- _Working data_
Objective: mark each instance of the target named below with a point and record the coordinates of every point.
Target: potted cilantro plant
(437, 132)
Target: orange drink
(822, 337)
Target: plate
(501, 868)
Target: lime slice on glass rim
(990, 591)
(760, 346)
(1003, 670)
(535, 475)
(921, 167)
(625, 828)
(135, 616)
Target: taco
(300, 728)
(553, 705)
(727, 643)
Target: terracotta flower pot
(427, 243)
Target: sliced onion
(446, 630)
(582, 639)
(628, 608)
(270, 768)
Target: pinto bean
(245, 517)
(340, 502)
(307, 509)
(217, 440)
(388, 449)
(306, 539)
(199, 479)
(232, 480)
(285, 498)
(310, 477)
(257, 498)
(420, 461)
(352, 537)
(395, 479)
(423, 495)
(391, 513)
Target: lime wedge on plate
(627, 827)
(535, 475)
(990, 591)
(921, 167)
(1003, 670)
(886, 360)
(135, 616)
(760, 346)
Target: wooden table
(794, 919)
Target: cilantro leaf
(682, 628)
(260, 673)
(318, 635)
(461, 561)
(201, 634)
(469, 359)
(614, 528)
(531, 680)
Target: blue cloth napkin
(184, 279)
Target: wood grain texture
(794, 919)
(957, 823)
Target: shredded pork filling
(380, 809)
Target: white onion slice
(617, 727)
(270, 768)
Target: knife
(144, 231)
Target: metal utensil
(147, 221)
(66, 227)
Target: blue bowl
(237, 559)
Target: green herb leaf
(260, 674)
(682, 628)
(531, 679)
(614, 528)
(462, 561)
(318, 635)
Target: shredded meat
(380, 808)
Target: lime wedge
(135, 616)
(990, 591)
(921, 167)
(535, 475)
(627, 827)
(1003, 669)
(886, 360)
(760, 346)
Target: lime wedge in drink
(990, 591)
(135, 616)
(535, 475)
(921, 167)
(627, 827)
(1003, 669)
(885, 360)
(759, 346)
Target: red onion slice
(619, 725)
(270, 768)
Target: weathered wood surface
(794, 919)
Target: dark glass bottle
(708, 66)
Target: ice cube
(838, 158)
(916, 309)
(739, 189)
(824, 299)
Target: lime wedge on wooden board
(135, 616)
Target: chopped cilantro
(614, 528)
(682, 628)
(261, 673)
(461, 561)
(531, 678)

- _Description of the task_
Everything from the line with "Target: lime wedge on plate" down to the last line of the data above should be returned exactly, with both ends kept and nothing added.

- _Your solution_
Target: lime wedge on plate
(627, 827)
(535, 475)
(990, 591)
(921, 167)
(1003, 670)
(886, 360)
(135, 616)
(760, 346)
Target: wooden table
(794, 919)
Target: cilantro leaf
(682, 628)
(260, 673)
(318, 635)
(461, 561)
(201, 634)
(469, 359)
(614, 528)
(531, 680)
Target: blue cloth napkin
(184, 279)
Target: wood grain texture
(794, 919)
(957, 823)
Target: shredded pork filling
(380, 809)
Target: white onion slice
(617, 727)
(270, 768)
Target: knife
(144, 231)
Target: metal utensil
(147, 221)
(66, 227)
Target: blue bowl
(237, 559)
Target: green herb leaf
(260, 674)
(682, 628)
(531, 679)
(614, 528)
(462, 561)
(318, 635)
Target: shredded meat
(380, 808)
Target: lime wedge
(135, 616)
(990, 591)
(921, 167)
(535, 475)
(627, 827)
(1003, 669)
(886, 360)
(760, 346)
Target: lime wedge in drink
(990, 591)
(135, 616)
(535, 475)
(921, 167)
(627, 827)
(1003, 669)
(885, 360)
(759, 346)
Target: red onion slice
(619, 725)
(270, 768)
Target: weathered wood surface
(794, 919)
Target: dark glass bottle
(708, 66)
Target: ice cube
(838, 158)
(916, 309)
(739, 189)
(824, 299)
Target: lime wedge on wooden board
(135, 616)
Target: chopped cilantro
(614, 528)
(682, 628)
(261, 673)
(461, 561)
(531, 678)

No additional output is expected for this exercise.